Start

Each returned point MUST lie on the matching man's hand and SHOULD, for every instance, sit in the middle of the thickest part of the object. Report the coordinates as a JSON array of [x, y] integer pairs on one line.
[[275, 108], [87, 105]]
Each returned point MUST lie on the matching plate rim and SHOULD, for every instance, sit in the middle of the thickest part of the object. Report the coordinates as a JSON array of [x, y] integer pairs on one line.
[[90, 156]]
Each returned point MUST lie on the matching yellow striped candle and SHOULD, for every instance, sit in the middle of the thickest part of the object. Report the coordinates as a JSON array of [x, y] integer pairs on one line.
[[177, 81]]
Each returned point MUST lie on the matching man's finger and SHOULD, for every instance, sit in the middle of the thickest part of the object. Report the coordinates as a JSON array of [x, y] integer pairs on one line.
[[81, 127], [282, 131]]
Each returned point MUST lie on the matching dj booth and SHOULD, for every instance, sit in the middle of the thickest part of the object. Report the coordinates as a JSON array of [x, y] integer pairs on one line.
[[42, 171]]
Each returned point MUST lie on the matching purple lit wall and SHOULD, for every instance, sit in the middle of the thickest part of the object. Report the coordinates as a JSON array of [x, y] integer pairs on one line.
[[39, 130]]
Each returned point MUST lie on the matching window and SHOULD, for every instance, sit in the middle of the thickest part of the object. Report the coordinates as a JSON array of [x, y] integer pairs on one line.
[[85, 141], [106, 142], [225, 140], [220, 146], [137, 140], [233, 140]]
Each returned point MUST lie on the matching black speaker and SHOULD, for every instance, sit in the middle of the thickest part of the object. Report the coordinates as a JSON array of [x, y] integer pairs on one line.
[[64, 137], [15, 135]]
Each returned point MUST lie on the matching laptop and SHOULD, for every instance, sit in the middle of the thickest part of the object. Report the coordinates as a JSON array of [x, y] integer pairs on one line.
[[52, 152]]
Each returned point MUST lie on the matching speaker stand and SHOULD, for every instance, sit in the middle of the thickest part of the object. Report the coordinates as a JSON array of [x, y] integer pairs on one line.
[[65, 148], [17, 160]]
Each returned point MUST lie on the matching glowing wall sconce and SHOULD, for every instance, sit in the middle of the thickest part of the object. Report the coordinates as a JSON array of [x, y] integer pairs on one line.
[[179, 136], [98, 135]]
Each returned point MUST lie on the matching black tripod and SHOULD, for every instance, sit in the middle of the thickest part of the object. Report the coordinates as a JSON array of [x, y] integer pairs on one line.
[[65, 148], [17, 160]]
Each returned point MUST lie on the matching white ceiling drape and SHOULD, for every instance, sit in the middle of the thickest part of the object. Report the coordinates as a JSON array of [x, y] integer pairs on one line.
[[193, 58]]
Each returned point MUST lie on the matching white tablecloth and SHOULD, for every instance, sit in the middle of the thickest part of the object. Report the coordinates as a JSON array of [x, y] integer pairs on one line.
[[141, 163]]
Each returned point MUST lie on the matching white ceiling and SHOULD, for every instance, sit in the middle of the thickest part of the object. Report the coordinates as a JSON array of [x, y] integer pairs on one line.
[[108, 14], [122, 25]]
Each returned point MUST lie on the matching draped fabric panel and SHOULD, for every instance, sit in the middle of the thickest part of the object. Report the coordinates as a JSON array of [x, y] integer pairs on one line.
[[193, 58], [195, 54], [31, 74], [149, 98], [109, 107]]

End
Start

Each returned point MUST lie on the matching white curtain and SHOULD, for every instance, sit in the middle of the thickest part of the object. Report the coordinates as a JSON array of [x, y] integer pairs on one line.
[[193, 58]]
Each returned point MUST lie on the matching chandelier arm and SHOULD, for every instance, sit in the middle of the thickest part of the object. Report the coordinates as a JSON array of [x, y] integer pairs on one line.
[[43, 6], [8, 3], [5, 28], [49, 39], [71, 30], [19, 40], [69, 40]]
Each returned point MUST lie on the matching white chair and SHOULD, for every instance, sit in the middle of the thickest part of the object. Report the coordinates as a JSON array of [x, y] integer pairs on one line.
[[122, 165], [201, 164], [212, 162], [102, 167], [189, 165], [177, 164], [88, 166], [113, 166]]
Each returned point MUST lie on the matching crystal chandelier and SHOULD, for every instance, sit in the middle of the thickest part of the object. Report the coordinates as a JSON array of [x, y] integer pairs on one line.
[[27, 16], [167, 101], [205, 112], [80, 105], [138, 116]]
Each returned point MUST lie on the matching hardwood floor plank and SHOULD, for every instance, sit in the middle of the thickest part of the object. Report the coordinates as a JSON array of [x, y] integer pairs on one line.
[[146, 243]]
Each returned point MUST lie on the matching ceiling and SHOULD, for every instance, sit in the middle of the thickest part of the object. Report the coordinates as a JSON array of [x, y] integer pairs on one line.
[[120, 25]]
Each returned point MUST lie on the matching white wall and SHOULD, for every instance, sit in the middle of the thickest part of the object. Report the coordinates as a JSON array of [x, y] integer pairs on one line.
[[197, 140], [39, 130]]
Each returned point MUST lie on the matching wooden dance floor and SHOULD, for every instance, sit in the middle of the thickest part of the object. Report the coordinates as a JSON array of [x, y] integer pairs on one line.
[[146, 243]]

End

EXERCISE BRIEF: Recast the items from the line containing "Each returned point MUST lie on the matching draped" up to and including the line containing "[[193, 58], [195, 54], [31, 74], [149, 98], [109, 107]]" as a JSON list of strings, one string per line, leaving out blank lines.

FULL RESPONSE:
[
  "Each returned point MUST lie on the matching draped fabric panel and SHOULD, for every instance, sit in the middle of the thickest part of the object. Report the coordinates as a JSON array of [x, y] integer pairs on one line.",
  "[[193, 58], [195, 54], [31, 74], [149, 98], [109, 107]]"
]